• _TASK REQUIREMENTS_
All lines from the one with "For the scouting tally, point out every instance of the curly" to the end need to be copied exactly, with nothing before them.

+ + +

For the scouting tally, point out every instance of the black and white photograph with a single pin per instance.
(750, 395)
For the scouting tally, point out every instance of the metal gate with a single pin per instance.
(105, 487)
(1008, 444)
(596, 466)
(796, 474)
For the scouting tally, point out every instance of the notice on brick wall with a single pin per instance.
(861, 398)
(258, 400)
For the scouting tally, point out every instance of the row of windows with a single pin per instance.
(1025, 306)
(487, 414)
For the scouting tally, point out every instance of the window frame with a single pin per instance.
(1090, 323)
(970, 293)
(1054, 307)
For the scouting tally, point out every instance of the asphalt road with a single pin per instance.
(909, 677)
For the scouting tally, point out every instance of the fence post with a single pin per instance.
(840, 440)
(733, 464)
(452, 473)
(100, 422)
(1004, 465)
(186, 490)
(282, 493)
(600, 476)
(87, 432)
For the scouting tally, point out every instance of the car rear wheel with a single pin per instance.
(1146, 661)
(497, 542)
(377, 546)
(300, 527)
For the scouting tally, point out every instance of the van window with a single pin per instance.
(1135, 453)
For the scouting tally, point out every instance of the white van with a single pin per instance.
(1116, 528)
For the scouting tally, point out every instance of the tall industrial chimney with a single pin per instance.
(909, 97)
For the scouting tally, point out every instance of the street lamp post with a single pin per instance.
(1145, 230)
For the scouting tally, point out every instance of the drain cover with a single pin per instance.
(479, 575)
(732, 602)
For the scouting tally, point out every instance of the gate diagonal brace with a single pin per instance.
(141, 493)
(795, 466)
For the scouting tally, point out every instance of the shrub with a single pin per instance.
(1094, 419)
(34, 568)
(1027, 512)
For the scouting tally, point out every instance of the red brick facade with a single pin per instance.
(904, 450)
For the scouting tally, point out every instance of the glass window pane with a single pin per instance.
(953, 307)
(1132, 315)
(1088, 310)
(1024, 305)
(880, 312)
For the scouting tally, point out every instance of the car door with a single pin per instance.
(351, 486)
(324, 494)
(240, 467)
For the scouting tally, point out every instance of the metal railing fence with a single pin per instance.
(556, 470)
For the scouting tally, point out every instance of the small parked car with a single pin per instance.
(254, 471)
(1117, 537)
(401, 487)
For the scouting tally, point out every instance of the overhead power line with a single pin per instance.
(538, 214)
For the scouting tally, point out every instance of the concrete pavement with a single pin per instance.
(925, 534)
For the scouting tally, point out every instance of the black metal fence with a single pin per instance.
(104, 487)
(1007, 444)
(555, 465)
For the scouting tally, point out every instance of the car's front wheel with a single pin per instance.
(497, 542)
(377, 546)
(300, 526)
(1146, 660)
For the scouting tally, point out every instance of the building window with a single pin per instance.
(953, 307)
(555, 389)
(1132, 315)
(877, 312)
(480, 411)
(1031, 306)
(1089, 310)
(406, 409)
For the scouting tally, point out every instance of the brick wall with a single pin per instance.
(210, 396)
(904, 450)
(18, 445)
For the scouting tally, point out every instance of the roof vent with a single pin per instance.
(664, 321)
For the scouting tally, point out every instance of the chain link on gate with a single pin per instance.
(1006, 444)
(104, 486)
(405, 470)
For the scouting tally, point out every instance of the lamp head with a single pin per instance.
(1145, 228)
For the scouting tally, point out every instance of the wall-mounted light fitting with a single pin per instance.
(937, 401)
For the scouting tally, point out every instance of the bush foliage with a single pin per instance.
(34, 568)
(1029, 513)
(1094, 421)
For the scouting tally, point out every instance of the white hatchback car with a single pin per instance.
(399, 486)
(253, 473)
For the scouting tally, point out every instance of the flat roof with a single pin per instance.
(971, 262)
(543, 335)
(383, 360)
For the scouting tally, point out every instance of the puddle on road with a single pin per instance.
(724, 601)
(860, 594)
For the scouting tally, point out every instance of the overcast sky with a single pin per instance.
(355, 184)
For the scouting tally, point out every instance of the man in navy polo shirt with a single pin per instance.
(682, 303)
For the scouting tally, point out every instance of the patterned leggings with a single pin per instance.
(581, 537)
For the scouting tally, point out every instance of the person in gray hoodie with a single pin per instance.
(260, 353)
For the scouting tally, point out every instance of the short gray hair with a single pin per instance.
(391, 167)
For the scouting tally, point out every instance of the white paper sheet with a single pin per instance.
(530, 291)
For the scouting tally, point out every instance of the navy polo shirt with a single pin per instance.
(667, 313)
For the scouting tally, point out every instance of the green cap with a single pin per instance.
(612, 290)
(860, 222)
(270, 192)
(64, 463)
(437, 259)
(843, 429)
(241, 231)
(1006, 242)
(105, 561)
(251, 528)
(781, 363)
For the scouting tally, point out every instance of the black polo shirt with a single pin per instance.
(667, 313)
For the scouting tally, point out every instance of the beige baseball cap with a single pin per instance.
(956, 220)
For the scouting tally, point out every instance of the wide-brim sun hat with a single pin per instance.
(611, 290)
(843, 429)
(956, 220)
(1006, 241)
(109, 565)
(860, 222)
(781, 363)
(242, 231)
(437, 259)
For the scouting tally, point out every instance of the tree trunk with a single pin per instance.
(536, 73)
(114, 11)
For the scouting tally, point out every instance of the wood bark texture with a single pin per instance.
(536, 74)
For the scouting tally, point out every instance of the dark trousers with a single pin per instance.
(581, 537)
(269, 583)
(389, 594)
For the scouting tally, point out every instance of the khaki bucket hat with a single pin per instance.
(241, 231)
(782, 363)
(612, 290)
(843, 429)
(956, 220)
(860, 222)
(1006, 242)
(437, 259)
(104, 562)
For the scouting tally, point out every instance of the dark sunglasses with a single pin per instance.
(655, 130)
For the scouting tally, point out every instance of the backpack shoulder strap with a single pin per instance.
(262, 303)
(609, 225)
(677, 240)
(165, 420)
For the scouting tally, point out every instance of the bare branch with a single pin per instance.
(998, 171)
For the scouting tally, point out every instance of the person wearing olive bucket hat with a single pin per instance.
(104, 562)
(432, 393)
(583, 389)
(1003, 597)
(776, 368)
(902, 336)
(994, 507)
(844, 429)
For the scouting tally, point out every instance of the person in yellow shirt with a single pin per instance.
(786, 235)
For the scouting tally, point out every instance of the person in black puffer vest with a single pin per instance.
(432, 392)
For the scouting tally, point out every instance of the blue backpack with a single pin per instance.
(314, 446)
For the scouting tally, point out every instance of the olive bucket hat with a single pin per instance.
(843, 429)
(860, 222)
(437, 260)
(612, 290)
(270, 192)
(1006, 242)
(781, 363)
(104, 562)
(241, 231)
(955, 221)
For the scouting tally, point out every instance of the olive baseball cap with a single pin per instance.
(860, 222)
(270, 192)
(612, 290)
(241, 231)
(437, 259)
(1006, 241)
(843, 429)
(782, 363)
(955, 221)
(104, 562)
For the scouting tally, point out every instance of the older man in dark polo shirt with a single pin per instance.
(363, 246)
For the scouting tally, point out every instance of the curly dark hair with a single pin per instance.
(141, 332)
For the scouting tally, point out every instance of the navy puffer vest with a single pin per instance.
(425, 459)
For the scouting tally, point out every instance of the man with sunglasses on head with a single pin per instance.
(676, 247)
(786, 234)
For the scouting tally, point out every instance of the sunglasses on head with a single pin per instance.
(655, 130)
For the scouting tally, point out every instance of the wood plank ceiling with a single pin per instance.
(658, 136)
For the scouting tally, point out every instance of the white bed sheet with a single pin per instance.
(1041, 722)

+ + +

• _SOLUTION BELOW_
For the scouting tally, point out every instance of the curly dark hair with a single pin per instance.
(141, 332)
For the scouting tally, point out every instance of the navy puffer vest with a single pin per instance.
(425, 459)
For the scouting tally, point out every instance of the man with sunglasses on head with a single pin per instance.
(676, 247)
(786, 234)
For the scouting tally, point out every instance of the sunglasses on head with a single pin per instance.
(655, 130)
For the scouting tally, point out every instance of the wood plank ceiling with a single pin per instance.
(658, 136)
For the scouting tally, point out every instance of the white bed sheet with a single pin per instance.
(1041, 722)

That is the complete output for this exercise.